Problem to work on:
Pick out every line in the records below that contains the word "dirt", and copy each one in full.

Extracted material:
++++++++

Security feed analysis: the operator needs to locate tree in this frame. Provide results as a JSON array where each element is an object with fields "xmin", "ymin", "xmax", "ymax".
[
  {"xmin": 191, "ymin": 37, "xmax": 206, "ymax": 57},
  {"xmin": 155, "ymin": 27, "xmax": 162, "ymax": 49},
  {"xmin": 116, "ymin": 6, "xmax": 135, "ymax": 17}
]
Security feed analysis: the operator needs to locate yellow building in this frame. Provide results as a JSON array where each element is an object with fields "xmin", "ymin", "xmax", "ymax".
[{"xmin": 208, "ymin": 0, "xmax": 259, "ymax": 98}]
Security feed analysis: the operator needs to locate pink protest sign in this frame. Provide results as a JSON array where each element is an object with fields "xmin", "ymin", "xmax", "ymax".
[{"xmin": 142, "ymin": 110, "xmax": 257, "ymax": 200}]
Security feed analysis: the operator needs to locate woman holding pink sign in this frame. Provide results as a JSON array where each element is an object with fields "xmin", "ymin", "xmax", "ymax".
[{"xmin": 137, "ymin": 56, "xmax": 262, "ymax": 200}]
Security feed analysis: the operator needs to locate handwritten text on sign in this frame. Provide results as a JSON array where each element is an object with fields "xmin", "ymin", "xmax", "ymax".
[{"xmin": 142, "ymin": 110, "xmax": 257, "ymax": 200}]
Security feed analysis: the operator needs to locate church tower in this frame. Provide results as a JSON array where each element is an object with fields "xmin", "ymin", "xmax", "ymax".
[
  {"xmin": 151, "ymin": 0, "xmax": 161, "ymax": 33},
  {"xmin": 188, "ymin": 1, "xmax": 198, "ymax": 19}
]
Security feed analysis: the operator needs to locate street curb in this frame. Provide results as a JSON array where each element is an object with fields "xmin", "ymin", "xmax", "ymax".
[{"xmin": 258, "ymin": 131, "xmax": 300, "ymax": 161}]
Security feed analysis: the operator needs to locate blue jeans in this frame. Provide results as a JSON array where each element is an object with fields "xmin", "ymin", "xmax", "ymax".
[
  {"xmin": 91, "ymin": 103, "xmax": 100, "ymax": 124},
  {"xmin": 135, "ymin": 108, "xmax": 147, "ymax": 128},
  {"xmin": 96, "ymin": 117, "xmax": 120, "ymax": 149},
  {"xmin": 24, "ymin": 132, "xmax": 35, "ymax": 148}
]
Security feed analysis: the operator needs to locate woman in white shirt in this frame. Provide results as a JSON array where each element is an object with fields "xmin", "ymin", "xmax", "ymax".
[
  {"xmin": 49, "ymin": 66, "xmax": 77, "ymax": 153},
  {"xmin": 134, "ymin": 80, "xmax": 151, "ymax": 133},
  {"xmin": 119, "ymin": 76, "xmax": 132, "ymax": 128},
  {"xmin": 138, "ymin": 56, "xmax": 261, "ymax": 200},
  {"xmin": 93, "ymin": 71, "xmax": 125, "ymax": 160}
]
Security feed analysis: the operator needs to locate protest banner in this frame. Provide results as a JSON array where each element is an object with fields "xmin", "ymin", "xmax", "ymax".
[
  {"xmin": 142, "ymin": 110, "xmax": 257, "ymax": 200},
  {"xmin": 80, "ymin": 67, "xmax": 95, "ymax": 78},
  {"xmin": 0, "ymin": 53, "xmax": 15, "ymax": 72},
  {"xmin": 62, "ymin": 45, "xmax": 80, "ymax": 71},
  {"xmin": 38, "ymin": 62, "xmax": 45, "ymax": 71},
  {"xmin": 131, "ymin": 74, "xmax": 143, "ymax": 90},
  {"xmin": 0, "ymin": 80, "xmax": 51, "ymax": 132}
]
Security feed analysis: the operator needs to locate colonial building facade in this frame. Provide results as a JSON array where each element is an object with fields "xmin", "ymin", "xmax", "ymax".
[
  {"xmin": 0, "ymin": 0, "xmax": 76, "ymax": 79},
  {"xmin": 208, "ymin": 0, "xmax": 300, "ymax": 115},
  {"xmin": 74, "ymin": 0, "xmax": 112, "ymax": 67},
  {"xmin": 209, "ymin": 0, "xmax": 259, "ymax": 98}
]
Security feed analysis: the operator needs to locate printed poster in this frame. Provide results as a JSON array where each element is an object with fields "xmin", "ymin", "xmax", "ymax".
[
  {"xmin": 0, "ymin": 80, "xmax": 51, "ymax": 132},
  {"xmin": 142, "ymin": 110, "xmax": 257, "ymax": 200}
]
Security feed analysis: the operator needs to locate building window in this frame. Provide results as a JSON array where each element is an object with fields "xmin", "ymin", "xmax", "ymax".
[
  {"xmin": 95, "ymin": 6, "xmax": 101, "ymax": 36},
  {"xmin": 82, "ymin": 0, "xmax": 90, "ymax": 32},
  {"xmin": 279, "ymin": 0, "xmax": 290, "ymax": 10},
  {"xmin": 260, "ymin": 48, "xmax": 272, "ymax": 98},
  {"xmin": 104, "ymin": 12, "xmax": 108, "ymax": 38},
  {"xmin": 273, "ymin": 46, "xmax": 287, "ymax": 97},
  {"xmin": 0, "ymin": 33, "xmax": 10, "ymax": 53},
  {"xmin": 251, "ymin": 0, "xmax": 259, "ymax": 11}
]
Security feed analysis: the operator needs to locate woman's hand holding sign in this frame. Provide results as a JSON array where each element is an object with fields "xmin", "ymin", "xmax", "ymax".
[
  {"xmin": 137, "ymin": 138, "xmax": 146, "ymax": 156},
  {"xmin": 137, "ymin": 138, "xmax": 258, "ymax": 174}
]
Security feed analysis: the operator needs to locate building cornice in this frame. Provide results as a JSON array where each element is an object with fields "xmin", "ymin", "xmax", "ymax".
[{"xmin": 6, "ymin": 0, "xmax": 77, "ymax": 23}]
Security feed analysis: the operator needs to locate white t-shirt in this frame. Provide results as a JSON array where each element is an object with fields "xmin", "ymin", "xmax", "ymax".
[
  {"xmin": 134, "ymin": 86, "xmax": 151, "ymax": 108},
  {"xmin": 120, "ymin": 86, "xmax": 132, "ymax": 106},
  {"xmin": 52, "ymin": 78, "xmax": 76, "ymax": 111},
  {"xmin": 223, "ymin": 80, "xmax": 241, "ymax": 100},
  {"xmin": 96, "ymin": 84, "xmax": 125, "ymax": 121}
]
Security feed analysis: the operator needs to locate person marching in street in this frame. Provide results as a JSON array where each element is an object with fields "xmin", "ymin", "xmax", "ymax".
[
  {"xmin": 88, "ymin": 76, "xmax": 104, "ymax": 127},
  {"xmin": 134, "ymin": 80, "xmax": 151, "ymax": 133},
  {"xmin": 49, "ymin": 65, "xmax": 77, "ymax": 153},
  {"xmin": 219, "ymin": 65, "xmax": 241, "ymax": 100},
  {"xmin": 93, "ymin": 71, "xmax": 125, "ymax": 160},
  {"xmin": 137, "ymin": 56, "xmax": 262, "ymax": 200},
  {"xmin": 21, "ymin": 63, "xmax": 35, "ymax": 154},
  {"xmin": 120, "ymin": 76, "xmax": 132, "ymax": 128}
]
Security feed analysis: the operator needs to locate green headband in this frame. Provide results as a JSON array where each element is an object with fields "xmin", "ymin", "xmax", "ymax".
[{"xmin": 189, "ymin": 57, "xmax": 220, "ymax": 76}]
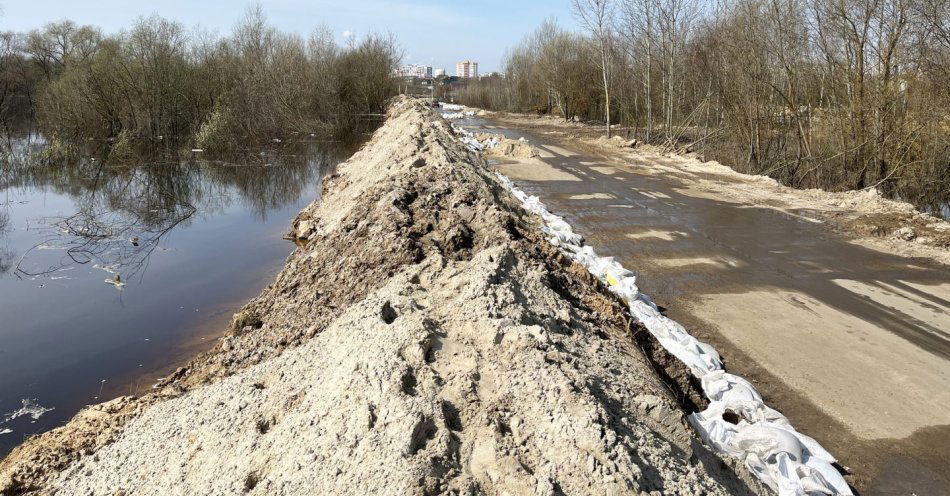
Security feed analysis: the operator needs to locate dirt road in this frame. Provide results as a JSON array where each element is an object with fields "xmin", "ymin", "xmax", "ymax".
[{"xmin": 476, "ymin": 117, "xmax": 950, "ymax": 495}]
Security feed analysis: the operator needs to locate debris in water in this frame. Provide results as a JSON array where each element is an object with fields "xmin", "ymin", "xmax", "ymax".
[
  {"xmin": 105, "ymin": 274, "xmax": 125, "ymax": 289},
  {"xmin": 0, "ymin": 398, "xmax": 53, "ymax": 434}
]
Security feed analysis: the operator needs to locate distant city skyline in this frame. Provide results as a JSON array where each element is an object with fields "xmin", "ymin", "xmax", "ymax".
[{"xmin": 0, "ymin": 0, "xmax": 577, "ymax": 73}]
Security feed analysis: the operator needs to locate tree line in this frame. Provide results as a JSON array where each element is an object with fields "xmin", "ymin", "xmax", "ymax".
[
  {"xmin": 456, "ymin": 0, "xmax": 950, "ymax": 207},
  {"xmin": 0, "ymin": 7, "xmax": 400, "ymax": 153}
]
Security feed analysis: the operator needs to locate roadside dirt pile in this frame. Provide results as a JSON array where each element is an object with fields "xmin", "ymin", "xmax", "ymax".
[
  {"xmin": 492, "ymin": 113, "xmax": 950, "ymax": 265},
  {"xmin": 0, "ymin": 99, "xmax": 763, "ymax": 495}
]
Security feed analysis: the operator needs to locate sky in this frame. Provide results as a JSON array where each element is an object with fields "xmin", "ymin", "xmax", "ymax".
[{"xmin": 0, "ymin": 0, "xmax": 576, "ymax": 75}]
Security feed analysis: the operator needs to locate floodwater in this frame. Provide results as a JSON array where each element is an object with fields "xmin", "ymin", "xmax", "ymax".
[
  {"xmin": 461, "ymin": 114, "xmax": 950, "ymax": 494},
  {"xmin": 0, "ymin": 143, "xmax": 347, "ymax": 456}
]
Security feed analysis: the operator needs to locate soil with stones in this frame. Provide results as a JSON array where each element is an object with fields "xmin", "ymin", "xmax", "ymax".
[{"xmin": 0, "ymin": 99, "xmax": 765, "ymax": 495}]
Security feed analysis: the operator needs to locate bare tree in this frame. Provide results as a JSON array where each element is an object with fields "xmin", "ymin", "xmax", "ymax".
[{"xmin": 572, "ymin": 0, "xmax": 614, "ymax": 138}]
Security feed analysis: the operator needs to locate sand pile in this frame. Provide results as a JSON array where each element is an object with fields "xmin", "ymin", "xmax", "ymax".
[
  {"xmin": 477, "ymin": 133, "xmax": 541, "ymax": 158},
  {"xmin": 0, "ymin": 99, "xmax": 761, "ymax": 495}
]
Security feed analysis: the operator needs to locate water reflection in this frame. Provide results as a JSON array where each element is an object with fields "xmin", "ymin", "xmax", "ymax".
[
  {"xmin": 0, "ymin": 144, "xmax": 330, "ymax": 287},
  {"xmin": 0, "ymin": 140, "xmax": 350, "ymax": 456}
]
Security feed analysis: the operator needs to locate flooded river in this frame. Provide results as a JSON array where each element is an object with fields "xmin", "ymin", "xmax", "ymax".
[{"xmin": 0, "ymin": 143, "xmax": 346, "ymax": 456}]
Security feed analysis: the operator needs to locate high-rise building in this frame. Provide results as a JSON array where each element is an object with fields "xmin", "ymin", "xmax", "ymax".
[
  {"xmin": 455, "ymin": 60, "xmax": 478, "ymax": 78},
  {"xmin": 396, "ymin": 64, "xmax": 432, "ymax": 79}
]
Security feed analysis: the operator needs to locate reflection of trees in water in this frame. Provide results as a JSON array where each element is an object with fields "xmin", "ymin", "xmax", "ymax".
[
  {"xmin": 6, "ymin": 142, "xmax": 336, "ymax": 282},
  {"xmin": 0, "ymin": 204, "xmax": 16, "ymax": 275}
]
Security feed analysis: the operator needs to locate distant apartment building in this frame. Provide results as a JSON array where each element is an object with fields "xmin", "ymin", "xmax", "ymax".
[
  {"xmin": 396, "ymin": 64, "xmax": 432, "ymax": 79},
  {"xmin": 455, "ymin": 60, "xmax": 478, "ymax": 78}
]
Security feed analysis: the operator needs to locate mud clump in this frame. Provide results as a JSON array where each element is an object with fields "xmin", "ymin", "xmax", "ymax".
[{"xmin": 0, "ymin": 98, "xmax": 762, "ymax": 495}]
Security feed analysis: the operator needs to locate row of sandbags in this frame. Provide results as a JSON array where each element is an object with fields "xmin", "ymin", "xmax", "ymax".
[{"xmin": 490, "ymin": 168, "xmax": 852, "ymax": 496}]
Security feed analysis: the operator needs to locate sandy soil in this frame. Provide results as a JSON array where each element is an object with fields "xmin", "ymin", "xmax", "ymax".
[
  {"xmin": 0, "ymin": 100, "xmax": 764, "ymax": 495},
  {"xmin": 483, "ymin": 112, "xmax": 950, "ymax": 265}
]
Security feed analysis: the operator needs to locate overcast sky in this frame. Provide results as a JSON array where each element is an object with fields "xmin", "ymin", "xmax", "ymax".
[{"xmin": 0, "ymin": 0, "xmax": 576, "ymax": 74}]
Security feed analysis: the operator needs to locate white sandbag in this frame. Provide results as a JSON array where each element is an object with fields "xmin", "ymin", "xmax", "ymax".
[{"xmin": 496, "ymin": 173, "xmax": 852, "ymax": 496}]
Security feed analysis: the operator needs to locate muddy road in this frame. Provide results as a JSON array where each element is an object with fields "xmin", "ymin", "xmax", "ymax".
[{"xmin": 472, "ymin": 117, "xmax": 950, "ymax": 494}]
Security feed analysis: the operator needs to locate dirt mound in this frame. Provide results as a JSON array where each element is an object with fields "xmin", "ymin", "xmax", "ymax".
[{"xmin": 0, "ymin": 99, "xmax": 761, "ymax": 494}]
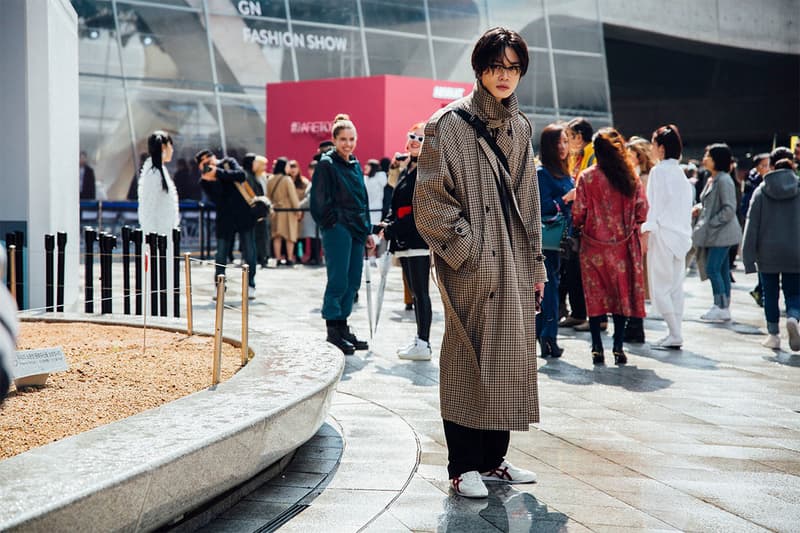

++++++++

Completed task:
Security feed analysis: the operator needs to locate dirt road in this frame. Provide results as a JSON array where each element is an object with fields "xmin", "ymin", "xmax", "ymax".
Security feed analysis: the operator needs to locate roadside dirt pile in this frame. Provide results as a JSON array where each element is an object with fields "xmin", "ymin", "xmax", "ymax".
Security feed analysis: the operator needs to locate dirt mound in this frame. Provide results as a JSON array where each element is an object with fields "xmin", "ymin", "xmax", "ymax".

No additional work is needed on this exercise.